[SHORT EXERCISE]:
Copy out, without any change, every line from the one containing "Task: set a point on the building door, one" down to the end of the items.
:: TASK INPUT
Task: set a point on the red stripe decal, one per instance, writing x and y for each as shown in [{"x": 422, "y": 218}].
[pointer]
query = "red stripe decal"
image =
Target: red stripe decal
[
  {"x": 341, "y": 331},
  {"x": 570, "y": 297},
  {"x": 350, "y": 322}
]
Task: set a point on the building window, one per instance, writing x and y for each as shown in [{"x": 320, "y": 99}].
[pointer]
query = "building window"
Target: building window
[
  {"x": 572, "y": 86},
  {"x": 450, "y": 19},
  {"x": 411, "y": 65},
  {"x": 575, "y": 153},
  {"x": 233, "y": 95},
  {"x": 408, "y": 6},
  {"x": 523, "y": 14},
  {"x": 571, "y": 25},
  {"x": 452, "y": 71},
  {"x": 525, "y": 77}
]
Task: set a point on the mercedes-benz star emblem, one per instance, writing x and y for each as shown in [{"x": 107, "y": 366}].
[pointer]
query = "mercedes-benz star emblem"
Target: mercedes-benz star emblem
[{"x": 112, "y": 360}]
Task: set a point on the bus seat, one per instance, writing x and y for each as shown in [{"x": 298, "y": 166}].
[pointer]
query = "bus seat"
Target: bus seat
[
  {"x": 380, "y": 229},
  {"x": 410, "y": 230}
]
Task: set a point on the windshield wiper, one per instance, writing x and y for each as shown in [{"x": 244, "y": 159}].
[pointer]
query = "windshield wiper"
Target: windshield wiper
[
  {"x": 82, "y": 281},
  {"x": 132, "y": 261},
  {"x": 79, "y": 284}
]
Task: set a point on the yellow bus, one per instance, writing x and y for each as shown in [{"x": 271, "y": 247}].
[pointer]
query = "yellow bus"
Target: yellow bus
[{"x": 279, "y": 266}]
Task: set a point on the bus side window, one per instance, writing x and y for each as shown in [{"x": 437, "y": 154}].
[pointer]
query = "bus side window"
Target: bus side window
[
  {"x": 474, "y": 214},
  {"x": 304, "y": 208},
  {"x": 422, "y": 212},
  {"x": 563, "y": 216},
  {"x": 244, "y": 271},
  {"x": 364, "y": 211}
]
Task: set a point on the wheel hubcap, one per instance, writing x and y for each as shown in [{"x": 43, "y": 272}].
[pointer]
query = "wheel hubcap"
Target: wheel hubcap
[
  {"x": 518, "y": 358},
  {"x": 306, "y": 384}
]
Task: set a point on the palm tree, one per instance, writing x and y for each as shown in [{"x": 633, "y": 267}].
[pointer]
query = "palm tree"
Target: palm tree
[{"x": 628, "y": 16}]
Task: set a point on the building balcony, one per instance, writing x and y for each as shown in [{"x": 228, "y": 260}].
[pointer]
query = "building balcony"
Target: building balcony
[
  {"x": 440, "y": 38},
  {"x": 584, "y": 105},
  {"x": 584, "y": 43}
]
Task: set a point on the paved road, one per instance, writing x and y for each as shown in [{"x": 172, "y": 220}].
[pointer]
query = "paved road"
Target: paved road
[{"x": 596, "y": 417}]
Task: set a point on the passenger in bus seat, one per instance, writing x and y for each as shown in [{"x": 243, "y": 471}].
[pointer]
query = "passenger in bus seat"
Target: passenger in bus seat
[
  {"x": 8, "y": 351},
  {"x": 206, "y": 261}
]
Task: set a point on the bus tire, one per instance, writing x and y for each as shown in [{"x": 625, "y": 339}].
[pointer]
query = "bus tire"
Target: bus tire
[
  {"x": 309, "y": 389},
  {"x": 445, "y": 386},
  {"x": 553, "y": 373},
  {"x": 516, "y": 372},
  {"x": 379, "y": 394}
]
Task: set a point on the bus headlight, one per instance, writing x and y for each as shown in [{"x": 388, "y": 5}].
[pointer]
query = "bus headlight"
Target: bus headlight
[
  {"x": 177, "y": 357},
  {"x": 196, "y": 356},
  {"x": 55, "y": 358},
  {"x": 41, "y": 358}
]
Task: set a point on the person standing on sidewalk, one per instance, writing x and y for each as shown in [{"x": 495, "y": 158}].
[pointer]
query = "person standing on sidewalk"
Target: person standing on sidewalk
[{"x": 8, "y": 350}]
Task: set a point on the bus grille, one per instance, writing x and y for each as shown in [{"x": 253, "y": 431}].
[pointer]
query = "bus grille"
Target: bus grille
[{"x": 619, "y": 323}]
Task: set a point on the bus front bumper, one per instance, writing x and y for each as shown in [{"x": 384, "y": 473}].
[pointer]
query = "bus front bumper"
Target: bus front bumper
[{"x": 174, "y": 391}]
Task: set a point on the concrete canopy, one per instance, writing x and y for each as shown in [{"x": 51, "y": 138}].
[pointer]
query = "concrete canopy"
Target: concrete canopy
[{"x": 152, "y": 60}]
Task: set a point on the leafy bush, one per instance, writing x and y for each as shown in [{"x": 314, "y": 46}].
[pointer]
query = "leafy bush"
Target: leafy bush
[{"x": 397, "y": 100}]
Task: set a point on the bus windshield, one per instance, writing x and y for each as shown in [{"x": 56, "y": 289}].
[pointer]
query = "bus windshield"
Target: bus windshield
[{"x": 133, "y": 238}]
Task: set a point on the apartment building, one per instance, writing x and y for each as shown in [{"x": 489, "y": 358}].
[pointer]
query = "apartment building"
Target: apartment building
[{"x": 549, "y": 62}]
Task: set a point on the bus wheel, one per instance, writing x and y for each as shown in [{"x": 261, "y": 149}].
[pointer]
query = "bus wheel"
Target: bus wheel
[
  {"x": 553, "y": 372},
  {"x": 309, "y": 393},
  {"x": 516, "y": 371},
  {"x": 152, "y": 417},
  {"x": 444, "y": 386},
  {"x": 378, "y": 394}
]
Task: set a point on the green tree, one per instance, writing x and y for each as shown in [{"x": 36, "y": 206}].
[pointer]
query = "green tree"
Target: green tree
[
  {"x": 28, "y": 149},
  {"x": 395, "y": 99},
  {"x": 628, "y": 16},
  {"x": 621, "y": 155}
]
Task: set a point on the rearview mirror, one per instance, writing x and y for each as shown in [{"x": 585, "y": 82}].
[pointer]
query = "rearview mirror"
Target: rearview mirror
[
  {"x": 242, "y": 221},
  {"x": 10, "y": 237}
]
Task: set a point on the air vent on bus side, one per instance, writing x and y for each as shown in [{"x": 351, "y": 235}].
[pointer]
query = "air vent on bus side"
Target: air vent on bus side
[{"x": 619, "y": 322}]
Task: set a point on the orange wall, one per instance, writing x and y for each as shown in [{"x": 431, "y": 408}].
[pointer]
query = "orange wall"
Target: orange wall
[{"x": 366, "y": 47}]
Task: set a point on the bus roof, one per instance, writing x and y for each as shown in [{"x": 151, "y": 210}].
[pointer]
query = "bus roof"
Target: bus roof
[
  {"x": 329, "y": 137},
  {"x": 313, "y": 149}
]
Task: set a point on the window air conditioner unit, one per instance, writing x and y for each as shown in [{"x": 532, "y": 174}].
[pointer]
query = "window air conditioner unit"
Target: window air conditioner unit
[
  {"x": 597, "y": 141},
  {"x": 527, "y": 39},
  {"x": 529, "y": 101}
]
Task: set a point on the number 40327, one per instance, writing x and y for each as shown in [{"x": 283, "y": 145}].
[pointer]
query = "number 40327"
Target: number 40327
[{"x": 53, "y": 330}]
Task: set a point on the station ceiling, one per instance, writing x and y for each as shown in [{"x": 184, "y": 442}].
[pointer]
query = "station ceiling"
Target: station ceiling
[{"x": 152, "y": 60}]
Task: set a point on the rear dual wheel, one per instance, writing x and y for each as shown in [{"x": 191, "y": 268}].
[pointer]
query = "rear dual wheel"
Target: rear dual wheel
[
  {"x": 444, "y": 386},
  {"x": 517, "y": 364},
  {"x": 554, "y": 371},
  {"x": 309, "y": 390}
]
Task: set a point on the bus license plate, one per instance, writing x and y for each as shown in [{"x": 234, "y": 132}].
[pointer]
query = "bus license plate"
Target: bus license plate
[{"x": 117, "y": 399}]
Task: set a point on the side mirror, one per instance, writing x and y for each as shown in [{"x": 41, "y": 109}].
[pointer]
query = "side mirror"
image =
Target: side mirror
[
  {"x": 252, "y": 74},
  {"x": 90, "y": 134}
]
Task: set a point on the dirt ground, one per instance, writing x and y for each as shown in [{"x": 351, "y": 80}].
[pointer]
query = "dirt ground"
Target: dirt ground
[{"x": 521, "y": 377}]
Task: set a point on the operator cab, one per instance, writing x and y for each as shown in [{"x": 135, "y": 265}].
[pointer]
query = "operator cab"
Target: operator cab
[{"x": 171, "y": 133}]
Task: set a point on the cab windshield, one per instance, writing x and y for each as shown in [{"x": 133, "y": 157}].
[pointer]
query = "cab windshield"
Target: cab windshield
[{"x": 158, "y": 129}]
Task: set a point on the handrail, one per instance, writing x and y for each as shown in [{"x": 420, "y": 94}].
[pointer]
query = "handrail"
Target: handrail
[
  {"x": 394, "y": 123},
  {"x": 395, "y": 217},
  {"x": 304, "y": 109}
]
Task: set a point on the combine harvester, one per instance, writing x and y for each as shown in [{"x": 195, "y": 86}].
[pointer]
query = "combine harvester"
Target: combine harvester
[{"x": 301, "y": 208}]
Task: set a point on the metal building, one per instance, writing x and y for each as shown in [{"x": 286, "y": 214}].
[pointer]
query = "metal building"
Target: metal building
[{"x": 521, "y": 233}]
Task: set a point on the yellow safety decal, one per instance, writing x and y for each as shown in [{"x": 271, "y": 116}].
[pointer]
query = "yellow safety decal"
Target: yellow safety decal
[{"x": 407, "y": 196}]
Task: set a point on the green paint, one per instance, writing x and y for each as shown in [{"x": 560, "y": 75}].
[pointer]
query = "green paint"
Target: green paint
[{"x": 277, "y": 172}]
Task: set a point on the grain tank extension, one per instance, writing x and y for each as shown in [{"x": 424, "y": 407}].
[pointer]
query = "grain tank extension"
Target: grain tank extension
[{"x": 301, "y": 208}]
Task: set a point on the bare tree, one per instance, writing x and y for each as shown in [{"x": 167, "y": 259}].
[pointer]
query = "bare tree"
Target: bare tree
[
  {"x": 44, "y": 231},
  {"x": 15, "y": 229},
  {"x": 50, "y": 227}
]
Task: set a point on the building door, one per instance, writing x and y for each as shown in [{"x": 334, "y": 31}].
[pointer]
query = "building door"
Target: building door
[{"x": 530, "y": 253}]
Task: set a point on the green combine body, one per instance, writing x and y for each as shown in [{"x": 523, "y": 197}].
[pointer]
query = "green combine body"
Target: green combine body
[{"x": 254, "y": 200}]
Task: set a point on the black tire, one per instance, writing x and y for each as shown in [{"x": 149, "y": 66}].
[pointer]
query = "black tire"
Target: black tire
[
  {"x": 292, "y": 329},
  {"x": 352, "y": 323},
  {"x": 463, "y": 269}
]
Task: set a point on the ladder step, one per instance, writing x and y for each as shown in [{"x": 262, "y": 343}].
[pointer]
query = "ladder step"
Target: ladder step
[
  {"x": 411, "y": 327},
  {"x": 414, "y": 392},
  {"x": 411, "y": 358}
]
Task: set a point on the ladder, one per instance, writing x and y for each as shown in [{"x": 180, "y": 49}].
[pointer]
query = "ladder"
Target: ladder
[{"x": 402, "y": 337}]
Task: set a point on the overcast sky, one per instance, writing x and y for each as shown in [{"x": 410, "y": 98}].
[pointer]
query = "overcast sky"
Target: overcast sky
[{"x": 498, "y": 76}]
::::
[EXPECTED OUTPUT]:
Task: set a point on the building door, one per instance, writing x and y for each as shown in [{"x": 334, "y": 31}].
[pointer]
query = "building door"
Target: building door
[{"x": 530, "y": 253}]
Task: set a point on the green combine body, one per instance, writing x and y for each as shown in [{"x": 523, "y": 197}].
[pointer]
query = "green combine body"
Target: green combine body
[{"x": 254, "y": 200}]
Task: set a point on the black tire, one per instance, writing x and y for each as shown in [{"x": 149, "y": 66}].
[pointer]
query = "black tire"
Target: black tire
[
  {"x": 292, "y": 329},
  {"x": 352, "y": 323},
  {"x": 463, "y": 269}
]
Task: set a point on the ladder step, one per instance, writing x and y for each as shown in [{"x": 262, "y": 343}].
[pointer]
query = "ladder step"
Target: ladder step
[
  {"x": 411, "y": 327},
  {"x": 414, "y": 392},
  {"x": 411, "y": 358}
]
Task: set a point on the ladder, one per instance, writing x and y for each as shown in [{"x": 180, "y": 49}].
[pointer]
query = "ladder"
Target: ladder
[{"x": 402, "y": 337}]
Task: set a point on the overcast sky, one per instance, writing x and y for each as shown in [{"x": 410, "y": 98}].
[pointer]
query = "overcast sky"
Target: overcast sky
[{"x": 498, "y": 76}]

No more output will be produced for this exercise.